Dataset entries
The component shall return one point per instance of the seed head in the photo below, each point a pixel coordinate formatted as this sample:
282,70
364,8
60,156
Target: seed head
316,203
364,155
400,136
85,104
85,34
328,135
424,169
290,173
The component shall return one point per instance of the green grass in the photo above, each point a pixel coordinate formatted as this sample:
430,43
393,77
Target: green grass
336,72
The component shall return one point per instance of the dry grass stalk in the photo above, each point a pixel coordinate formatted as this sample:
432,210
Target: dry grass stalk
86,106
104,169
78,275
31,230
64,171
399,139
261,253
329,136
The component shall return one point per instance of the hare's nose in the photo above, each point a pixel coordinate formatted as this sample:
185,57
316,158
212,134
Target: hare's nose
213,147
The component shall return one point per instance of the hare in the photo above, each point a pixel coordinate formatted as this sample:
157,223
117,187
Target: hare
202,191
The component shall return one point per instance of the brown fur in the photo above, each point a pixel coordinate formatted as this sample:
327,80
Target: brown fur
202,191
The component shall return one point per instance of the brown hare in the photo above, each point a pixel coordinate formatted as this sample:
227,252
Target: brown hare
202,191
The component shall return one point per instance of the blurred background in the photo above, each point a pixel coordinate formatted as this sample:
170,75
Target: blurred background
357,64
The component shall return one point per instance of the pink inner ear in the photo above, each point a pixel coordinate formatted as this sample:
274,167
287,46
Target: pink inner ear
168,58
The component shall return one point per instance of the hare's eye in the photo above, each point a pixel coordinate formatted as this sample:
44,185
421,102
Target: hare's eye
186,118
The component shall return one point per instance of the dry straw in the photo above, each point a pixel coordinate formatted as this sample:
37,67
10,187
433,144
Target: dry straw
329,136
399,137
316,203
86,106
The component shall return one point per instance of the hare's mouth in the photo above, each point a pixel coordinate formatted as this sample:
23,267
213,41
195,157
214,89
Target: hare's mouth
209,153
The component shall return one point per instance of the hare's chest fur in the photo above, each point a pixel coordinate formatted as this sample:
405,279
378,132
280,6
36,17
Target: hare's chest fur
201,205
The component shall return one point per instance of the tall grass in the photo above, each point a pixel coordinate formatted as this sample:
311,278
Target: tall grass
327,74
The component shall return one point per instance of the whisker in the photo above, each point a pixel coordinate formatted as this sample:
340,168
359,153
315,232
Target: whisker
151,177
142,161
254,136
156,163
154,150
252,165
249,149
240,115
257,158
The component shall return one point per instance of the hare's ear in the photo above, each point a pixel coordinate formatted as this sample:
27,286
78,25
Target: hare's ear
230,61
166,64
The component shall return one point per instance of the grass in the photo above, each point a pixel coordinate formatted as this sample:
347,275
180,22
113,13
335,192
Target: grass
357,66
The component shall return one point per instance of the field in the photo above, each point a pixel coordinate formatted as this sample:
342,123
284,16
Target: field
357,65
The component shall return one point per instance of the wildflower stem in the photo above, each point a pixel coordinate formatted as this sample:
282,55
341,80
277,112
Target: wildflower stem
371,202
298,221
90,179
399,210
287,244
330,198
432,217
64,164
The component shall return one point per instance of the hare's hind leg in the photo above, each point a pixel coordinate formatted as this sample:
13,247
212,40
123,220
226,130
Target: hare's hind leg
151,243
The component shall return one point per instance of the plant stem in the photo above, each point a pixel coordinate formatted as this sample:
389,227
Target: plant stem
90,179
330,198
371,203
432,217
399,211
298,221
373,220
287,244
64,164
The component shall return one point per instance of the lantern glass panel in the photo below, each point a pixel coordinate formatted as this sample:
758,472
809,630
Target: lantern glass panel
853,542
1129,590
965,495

» PROBLEM TO WORK ON:
Copy all of the data exactly. Skip nothing.

» RESULT:
The component shall return one point per instance of the seed head in the photo below, each point a pixel coordinate formatted as this sample:
282,70
364,8
60,156
Target: seed head
316,203
364,155
400,136
85,104
85,34
328,135
424,169
290,173
The component shall return one point per instance of the green grass in the photo above, each point a pixel coordinate formatted as this sample:
430,43
393,77
Target: green grass
336,72
The component shall return one point per instance of the dry grass stalk in the photo above, each point a pixel coordinate formatted as this sample:
432,210
Target: dry grass stalk
86,106
104,169
78,275
31,230
64,171
399,139
261,253
329,136
The component shall return one point per instance of the hare's nose in the photo above, each point a pixel coordinate formatted as this sample:
185,57
316,158
212,134
Target: hare's nose
213,147
The component shall return one point per instance of the hare in the photo above, each point a pixel coordinate formatted as this sample:
157,223
117,187
Target: hare
202,191
The component shall return one point per instance of the brown fur in the photo above, each point a pixel coordinate formatted as this sample:
327,80
Target: brown fur
202,191
The component shall return one point per instance of the brown hare in the photo above, each point a pixel coordinate formatted as this sample:
227,252
Target: brown hare
202,191
The component shall return one point per instance of the blurred background in the photo above, each point a pixel coordinate formatted as this sample:
170,75
Target: blurred background
357,64
The component shall return one point per instance of the pink inner ear in the photo above, each point a pixel coordinate formatted as this sample:
274,167
287,46
Target: pink inner ear
168,58
The component shall return one point per instance of the hare's eye in the photo above, each point a pixel coordinate formatted as this sample:
44,185
421,102
Target: hare's eye
186,118
The component shall return one point per instance of the dry straw in the photo above, each point a pixel coordinate formatted as this sample:
37,67
10,187
433,144
Target: dry straw
329,136
399,137
316,203
86,106
The component shall return one point per instance of the hare's mouth in the photo above, each point a pixel coordinate formatted as this sample:
23,267
213,41
195,157
214,89
Target: hare's mouth
209,153
The component shall return one point per instance of the hare's chest fur in the photo above, each point a pixel coordinate formatted as this sample:
405,279
378,132
280,6
36,17
Target: hare's chest fur
201,205
The component shall return one point per instance of the tall grass in the photo above, each point a pixel coordinate formatted as this sample:
311,278
Target: tall grass
327,74
The component shall return one point per instance of the whisker in the photo above, each point a pixel coordinate formatted as this sample:
340,168
359,153
315,232
Target: whisker
151,177
142,161
254,136
156,163
154,150
252,165
249,149
240,115
257,158
The component shall return one point per instance of the hare's ear in the photo above, each point a pixel coordinate formatted as this sample:
27,286
78,25
Target: hare's ear
230,61
166,64
The component shall return one point per instance of the grass in the photo above, each point a pixel coordinate formatted as this sample:
347,275
180,22
113,13
335,192
Target: grass
357,66
The component shall return one point per instance of the field in the photo above, each point a pixel coordinate formatted as this sample:
342,123
284,16
Target: field
357,65
The component shall return one point per instance of the wildflower stem in the photo above, each point a pixel coordinate formatted as this sample:
282,55
341,80
277,112
Target: wildflower stem
371,202
298,221
90,179
399,210
287,244
330,198
432,217
64,164
The component shall return one point per instance of the hare's hind leg in the photo above, each point a pixel coordinate formatted as this sample:
13,247
212,40
123,220
226,130
Target: hare's hind leg
151,243
The component shall return one point per instance of the plant stem in the photo above, each point a pixel coordinate formatted as this sample:
389,227
Target: plant stem
90,179
330,198
371,203
432,217
399,211
298,221
373,220
287,244
64,164
The component shall return one point per instance of the lantern glass panel in the photo below, each point a pixel coordinate formatted as this sample:
758,472
809,630
Target: lantern glass panel
853,542
1129,590
965,495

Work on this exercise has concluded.